→ **Document text**
....................
Author ORCID Identifier

https://orcid.org/0000-0003-1731-6637

Date Available

5-17-2021

Year of Publication

2020

Degree Name

Master of Science in Mechanical Engineering (MSME)

Document Type

Master's Thesis

College

Engineering

Department/School/Program

Mechanical Engineering

First Advisor

Dr. Haluk E. Karaca

Abstract

Shape memory alloys such as NiTiHf and NiTi have the ability to generate large recovery stresses when they are constrained after pre-straining and then heated above their Austenite Finish Temperature (Af). In this work Ni49.9Ti50.1 (at.%), the most well-known SMA with impressive shape memory properties but limited temperature range and Ni50.3Ti29.7Hf20, a promising high temperature shape memory alloy, were characterized to reveal their stress generation capabilities. The effects of pre-straining on stress generation were investigated via martensite reorientation method of NiTi and NiTiHf alloys by loading the samples till preselected values, unloading and then heating when the initial phase was martensite.

Moreover, an alternative stress generation testing, superelastic pre-straining, by loading the samples till preselected values in superelastic testing and then heating was employed to reveal stress generation capabilities of NiTiHf single crystals. It was revealed that stress generation via superelastic response can extend the temperature range for envisioned applications and can result in higher maximum working stress levels. Additionally, the orientation dependence of the recovery stress generation capabilities of Ni50.3Ti29.7Hf20 (at.%) single crystals were assessed along the orientations of [111], [110] and [100] and compared to NiTi and NiTiHf polycrystalline alloys.
....................
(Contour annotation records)
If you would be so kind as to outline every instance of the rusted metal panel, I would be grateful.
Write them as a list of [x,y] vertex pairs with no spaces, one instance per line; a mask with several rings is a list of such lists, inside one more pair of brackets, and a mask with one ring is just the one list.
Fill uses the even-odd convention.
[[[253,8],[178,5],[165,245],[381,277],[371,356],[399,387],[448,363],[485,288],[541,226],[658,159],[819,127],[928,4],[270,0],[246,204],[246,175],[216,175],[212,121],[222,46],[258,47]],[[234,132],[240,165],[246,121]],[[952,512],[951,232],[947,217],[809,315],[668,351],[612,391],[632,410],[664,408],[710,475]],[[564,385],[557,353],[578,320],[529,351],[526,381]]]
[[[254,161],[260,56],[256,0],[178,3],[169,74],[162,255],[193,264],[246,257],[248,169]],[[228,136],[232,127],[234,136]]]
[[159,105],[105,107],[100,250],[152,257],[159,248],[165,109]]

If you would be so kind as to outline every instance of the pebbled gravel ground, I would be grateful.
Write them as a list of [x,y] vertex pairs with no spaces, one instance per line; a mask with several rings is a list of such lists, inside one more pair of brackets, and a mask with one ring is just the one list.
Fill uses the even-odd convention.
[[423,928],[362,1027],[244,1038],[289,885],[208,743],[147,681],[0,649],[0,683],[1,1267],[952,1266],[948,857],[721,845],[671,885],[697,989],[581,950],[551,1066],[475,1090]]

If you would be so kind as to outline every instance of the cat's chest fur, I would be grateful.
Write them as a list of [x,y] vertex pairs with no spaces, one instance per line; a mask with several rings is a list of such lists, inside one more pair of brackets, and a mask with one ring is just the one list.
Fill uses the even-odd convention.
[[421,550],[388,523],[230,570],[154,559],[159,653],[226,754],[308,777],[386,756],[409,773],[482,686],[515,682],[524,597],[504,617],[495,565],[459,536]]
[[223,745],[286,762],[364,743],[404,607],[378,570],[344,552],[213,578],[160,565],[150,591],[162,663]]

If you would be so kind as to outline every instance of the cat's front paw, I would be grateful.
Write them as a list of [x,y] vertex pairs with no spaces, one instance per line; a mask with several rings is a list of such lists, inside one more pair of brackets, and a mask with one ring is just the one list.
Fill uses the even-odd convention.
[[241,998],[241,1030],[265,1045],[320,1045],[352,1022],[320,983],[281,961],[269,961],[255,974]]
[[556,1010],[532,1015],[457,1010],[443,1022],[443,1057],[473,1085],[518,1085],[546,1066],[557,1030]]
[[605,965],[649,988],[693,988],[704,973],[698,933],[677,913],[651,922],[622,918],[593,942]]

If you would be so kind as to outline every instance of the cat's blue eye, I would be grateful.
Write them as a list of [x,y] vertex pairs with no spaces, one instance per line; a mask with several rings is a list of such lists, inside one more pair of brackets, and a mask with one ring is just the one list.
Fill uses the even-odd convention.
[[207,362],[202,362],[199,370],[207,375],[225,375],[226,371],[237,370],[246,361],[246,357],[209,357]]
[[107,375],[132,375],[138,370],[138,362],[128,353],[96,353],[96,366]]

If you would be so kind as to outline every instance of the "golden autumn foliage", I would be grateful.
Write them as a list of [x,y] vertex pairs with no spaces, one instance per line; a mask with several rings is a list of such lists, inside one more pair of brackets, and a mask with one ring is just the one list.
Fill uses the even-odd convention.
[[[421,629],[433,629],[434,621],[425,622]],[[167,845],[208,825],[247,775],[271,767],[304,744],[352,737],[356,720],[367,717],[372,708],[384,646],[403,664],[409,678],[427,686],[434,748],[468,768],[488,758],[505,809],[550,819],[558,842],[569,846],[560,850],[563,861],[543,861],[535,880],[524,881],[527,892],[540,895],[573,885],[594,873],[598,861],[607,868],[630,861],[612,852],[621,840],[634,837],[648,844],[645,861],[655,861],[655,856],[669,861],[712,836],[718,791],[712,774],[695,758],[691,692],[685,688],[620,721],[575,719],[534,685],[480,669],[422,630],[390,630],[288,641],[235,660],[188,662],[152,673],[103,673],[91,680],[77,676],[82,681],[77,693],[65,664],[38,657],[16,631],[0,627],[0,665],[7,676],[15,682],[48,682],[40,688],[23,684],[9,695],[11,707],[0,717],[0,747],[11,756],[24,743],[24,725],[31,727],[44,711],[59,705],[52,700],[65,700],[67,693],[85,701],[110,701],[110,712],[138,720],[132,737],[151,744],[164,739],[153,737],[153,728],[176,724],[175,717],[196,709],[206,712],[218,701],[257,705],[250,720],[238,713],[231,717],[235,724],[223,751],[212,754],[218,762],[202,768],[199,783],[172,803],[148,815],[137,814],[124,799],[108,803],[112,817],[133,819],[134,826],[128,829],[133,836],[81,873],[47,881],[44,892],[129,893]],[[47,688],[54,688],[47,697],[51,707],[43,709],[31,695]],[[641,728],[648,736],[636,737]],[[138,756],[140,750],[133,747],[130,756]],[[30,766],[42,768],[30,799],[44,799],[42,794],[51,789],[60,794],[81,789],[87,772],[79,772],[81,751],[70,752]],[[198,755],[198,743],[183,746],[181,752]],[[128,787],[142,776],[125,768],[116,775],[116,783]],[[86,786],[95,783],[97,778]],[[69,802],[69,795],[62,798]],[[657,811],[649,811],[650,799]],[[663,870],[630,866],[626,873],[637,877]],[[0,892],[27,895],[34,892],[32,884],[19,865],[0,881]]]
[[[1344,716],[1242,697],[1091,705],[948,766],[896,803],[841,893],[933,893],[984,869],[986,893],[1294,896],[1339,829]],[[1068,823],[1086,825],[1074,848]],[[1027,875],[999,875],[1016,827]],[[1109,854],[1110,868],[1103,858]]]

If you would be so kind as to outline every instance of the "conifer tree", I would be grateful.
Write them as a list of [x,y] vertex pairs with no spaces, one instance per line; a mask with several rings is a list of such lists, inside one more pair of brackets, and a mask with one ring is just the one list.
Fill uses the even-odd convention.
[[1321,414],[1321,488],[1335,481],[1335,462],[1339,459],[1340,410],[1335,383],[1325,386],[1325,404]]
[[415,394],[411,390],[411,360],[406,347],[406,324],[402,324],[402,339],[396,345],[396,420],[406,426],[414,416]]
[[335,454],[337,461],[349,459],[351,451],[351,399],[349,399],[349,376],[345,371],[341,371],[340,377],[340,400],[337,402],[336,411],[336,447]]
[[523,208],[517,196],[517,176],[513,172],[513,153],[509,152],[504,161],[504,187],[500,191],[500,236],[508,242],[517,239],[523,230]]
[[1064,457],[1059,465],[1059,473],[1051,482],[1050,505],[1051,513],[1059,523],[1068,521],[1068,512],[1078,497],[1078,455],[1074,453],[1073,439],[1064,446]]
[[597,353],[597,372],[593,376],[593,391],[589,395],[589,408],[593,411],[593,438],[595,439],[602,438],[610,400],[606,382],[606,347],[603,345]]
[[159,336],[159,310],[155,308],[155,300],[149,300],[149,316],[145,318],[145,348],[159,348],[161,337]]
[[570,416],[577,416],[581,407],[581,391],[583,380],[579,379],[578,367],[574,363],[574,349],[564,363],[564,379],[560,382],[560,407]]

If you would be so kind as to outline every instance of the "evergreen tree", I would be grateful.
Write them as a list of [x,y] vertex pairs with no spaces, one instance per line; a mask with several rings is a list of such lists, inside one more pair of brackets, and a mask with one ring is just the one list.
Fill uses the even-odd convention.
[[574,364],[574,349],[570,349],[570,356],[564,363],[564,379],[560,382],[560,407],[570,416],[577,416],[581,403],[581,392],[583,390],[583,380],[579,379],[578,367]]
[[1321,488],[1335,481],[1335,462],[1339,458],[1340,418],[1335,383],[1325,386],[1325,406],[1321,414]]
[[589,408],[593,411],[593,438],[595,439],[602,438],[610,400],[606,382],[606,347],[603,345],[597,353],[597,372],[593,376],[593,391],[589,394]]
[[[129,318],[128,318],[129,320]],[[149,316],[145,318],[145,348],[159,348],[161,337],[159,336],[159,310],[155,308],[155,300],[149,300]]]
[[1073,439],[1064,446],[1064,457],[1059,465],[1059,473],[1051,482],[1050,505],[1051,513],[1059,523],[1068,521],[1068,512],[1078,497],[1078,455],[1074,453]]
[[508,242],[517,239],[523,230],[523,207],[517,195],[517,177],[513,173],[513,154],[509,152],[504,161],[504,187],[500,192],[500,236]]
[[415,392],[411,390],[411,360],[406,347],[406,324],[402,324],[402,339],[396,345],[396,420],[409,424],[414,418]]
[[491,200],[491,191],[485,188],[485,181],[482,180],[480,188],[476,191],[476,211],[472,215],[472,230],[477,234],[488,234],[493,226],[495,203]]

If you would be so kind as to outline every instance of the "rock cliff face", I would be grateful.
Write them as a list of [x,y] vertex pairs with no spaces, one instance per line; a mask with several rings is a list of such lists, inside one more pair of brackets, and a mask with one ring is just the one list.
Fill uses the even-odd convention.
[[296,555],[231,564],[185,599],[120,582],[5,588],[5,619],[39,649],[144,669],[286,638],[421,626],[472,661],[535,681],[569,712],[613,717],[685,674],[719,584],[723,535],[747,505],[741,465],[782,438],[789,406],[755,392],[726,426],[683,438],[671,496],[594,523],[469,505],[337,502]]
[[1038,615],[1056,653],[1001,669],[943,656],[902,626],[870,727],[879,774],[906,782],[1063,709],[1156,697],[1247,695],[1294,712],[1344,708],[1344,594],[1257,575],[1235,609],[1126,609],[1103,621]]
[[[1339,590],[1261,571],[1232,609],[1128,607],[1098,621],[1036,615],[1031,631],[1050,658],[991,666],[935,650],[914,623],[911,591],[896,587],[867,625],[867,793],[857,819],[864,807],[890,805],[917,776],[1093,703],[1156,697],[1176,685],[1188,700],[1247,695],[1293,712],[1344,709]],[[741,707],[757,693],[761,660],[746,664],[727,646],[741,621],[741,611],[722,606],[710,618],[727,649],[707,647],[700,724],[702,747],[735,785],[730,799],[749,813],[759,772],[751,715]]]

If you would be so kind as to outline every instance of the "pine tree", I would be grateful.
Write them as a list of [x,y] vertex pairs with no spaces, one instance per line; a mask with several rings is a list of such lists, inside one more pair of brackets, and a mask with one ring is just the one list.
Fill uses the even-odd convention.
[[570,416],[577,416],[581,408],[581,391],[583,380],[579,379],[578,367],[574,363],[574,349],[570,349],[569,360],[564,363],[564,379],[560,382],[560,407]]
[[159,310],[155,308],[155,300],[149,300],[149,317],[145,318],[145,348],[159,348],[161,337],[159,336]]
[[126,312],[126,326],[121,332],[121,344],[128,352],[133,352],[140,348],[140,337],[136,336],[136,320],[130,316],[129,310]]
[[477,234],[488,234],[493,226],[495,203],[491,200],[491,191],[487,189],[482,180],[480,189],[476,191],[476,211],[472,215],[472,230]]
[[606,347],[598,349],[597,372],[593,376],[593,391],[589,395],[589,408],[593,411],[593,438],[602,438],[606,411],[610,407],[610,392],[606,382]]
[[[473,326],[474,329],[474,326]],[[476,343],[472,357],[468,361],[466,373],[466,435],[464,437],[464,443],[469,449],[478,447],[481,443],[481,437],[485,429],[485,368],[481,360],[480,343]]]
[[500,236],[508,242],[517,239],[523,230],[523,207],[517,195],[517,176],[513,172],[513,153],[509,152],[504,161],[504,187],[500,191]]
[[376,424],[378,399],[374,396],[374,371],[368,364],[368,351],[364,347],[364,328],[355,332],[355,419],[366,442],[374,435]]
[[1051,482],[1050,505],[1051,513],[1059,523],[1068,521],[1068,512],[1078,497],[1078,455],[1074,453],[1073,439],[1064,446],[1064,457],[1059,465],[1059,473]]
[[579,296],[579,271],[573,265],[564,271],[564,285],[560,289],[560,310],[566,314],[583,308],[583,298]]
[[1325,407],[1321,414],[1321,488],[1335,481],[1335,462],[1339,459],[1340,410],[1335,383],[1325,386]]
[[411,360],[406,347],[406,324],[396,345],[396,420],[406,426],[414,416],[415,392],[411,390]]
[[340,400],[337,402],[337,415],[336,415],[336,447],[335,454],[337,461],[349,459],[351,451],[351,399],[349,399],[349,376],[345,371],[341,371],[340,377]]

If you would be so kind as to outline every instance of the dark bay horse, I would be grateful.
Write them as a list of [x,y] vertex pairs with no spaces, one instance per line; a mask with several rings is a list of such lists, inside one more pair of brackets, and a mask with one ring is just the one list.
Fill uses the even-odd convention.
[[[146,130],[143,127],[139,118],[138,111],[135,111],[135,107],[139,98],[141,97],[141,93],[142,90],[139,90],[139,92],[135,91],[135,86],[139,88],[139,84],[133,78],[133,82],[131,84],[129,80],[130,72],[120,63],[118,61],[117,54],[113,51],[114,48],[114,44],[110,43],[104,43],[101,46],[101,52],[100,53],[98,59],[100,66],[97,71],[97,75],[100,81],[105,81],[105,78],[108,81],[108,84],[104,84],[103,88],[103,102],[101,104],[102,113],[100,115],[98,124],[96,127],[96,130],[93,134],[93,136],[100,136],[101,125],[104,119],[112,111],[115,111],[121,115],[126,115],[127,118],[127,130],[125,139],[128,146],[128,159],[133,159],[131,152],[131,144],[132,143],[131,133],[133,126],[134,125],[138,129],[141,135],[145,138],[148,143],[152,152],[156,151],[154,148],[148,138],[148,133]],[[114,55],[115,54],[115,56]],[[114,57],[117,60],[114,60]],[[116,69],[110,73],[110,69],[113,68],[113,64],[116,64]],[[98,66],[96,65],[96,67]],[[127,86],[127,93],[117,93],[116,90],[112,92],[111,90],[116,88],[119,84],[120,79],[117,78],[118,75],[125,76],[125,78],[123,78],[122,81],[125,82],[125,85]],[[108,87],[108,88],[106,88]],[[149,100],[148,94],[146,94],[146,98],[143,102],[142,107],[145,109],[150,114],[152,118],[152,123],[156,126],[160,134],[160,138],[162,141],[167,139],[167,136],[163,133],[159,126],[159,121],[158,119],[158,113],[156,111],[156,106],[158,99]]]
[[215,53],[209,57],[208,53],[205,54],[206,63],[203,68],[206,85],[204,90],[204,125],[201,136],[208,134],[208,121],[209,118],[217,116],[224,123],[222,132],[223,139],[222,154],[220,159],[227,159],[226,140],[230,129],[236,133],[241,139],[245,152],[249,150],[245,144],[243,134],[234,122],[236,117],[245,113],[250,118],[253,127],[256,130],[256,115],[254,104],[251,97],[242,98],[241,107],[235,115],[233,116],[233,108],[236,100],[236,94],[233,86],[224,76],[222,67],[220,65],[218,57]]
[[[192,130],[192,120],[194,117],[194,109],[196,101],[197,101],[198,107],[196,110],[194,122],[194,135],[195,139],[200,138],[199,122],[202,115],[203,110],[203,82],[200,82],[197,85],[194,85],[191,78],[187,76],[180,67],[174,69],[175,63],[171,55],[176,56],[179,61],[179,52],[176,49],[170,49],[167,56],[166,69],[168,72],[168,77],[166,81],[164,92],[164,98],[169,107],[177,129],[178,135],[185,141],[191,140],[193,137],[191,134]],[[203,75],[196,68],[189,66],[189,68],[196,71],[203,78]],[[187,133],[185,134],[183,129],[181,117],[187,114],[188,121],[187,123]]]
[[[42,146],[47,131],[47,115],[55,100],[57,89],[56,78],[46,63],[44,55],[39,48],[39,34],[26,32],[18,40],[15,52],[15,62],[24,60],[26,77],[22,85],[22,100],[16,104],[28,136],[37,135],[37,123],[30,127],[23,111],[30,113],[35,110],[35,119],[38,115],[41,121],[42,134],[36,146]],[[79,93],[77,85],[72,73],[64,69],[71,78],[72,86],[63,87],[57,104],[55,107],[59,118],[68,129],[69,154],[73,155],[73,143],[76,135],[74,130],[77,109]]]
....................
→ **Stated problem A**
According to the thesis page, who was the first advisor?
→ **Stated problem B**
Format the listing as a numbered list, starting with its first line and going on through the line with "[[159,105],[105,107],[100,250],[152,257],[159,248],[165,109]]".
The thesis page and the listing come from unrelated sources.

→ **Exercise result A**
Dr. Haluk E. Karaca

→ **Exercise result B**
1. If you would be so kind as to outline every instance of the rusted metal panel, I would be grateful.
2. Write them as a list of [x,y] vertex pairs with no spaces, one instance per line; a mask with several rings is a list of such lists, inside one more pair of brackets, and a mask with one ring is just the one list.
3. Fill uses the even-odd convention.
4. [[[253,8],[178,5],[165,245],[381,277],[371,356],[399,387],[448,363],[485,288],[541,226],[658,159],[819,127],[928,4],[270,0],[246,204],[246,175],[216,175],[212,121],[222,46],[258,47]],[[234,132],[240,165],[246,121]],[[952,512],[951,232],[947,217],[809,315],[668,351],[612,391],[632,410],[664,408],[710,475]],[[564,385],[557,353],[578,320],[529,351],[526,381]]]
5. [[[254,161],[260,56],[256,0],[178,3],[169,74],[162,255],[193,264],[246,257],[248,169]],[[228,136],[232,127],[234,136]]]
6. [[159,105],[105,107],[100,250],[152,257],[159,248],[165,109]]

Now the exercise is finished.